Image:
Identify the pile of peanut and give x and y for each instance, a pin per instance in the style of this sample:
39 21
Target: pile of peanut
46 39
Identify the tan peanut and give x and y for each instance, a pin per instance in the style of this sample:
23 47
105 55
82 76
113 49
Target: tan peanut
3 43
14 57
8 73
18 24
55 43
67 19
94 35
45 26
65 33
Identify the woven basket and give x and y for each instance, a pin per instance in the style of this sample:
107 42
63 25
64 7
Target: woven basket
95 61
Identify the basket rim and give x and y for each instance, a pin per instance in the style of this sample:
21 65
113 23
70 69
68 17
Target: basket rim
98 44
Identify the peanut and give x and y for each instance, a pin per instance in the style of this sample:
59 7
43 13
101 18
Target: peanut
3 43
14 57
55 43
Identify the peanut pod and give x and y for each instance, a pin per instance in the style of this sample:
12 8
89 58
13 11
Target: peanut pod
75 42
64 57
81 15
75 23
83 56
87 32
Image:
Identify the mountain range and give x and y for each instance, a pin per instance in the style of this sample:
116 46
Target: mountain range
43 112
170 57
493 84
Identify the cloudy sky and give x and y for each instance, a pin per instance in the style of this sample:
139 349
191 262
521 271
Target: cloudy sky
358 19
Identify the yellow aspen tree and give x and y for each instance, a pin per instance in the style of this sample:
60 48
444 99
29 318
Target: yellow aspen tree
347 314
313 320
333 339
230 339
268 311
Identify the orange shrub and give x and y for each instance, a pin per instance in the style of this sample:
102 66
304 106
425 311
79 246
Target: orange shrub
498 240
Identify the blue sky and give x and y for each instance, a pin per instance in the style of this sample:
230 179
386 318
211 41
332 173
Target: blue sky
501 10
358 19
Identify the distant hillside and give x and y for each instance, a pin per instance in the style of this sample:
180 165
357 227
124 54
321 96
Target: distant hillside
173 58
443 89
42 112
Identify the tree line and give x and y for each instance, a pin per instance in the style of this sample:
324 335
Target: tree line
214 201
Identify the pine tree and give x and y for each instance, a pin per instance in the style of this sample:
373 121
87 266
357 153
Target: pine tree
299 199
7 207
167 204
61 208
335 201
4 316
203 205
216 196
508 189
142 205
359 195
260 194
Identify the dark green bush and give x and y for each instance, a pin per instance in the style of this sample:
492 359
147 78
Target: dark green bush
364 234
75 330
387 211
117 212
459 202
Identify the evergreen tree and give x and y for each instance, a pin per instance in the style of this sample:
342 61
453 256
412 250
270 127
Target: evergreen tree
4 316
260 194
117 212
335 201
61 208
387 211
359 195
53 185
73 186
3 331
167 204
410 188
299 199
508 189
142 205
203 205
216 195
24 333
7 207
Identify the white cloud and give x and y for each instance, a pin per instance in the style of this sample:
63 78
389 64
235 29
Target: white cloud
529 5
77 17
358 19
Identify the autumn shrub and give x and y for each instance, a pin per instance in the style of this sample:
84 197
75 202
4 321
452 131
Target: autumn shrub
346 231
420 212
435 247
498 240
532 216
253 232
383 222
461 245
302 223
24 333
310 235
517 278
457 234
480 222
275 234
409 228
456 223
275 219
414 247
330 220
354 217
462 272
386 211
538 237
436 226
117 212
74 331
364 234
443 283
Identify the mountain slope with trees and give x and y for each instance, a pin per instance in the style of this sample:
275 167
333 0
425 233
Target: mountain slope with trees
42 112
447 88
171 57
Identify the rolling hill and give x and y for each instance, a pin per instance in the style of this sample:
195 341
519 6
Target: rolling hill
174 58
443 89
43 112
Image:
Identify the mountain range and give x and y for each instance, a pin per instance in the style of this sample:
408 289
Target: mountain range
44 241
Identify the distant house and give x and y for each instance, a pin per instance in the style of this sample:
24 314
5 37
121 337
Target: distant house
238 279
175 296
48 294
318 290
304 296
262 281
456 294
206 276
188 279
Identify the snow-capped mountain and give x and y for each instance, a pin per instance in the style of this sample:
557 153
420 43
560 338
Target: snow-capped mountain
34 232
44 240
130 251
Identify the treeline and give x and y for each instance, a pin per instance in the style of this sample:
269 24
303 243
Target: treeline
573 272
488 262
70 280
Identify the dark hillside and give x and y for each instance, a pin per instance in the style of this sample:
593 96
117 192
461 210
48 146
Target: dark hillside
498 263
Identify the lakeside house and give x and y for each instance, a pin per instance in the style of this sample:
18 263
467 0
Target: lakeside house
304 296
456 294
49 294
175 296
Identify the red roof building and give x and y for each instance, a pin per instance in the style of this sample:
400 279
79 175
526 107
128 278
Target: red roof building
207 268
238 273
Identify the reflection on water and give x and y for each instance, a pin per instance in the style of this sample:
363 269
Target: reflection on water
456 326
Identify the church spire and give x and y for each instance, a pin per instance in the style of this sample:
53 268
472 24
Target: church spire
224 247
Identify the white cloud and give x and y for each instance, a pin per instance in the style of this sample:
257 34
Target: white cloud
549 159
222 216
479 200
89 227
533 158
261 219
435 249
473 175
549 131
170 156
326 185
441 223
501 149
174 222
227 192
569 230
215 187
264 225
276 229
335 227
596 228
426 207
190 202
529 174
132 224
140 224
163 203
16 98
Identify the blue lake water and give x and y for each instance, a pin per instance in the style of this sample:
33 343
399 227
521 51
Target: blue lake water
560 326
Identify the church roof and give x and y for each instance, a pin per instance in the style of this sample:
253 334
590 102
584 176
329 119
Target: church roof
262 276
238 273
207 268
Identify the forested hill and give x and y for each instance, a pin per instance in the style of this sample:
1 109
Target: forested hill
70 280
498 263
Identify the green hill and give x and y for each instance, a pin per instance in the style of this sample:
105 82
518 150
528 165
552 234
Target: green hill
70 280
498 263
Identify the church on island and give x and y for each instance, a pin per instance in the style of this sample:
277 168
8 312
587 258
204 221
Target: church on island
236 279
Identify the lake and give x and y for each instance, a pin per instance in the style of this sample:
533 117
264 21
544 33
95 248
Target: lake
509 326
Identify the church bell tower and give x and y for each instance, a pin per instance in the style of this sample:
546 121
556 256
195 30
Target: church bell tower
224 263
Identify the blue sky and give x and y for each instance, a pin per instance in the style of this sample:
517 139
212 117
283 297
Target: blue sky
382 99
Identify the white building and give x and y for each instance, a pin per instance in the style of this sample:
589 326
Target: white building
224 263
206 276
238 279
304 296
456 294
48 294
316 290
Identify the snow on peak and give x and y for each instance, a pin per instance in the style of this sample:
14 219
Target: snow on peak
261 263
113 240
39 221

--

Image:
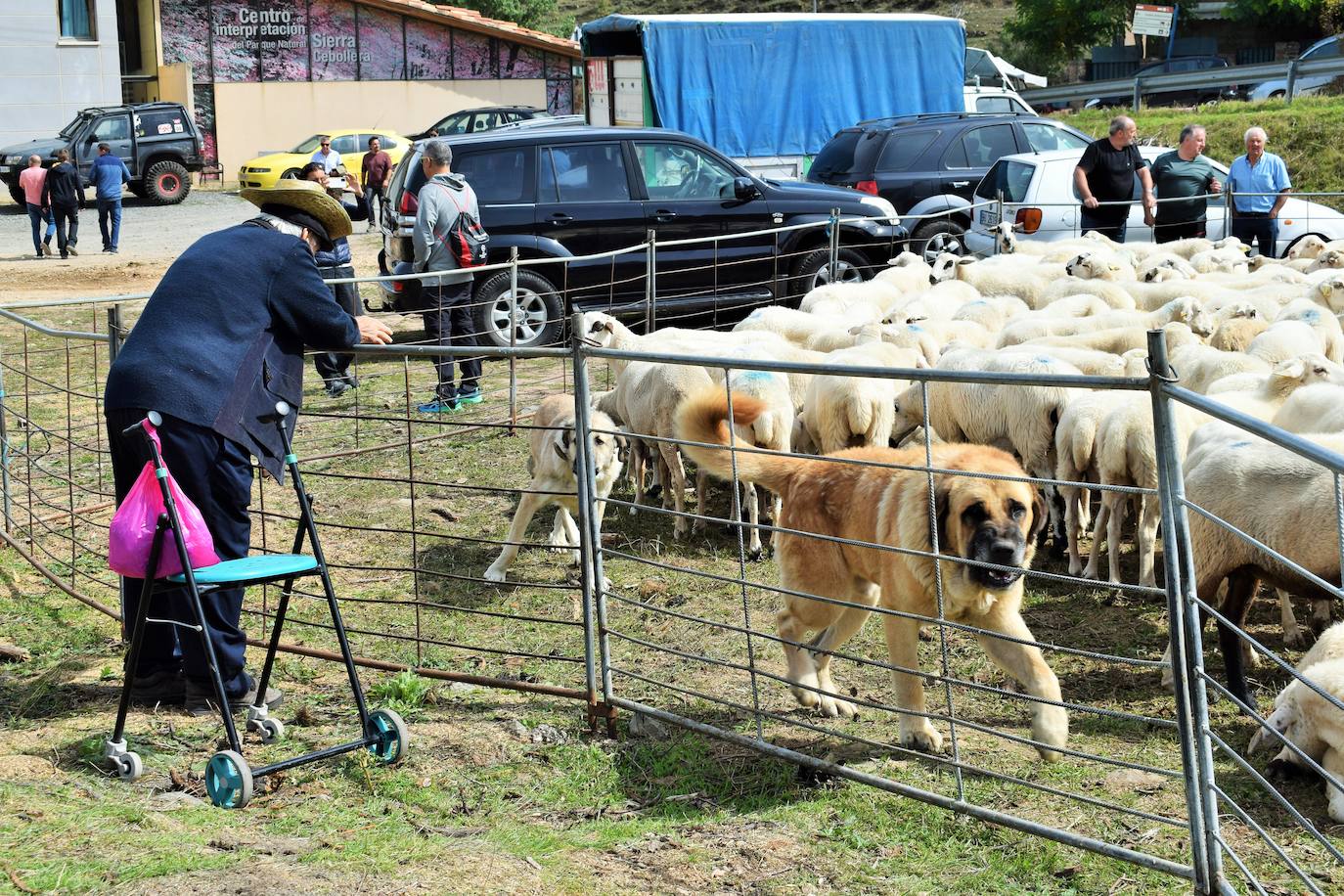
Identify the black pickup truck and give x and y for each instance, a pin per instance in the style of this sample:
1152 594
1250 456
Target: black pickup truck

§ **Work request**
Report every line of the material above in which "truck" appears.

§ **Result below**
Identify the black pickup truck and give x and y for each instance, a pin per instance in the style of this sample:
Target: black pickup truck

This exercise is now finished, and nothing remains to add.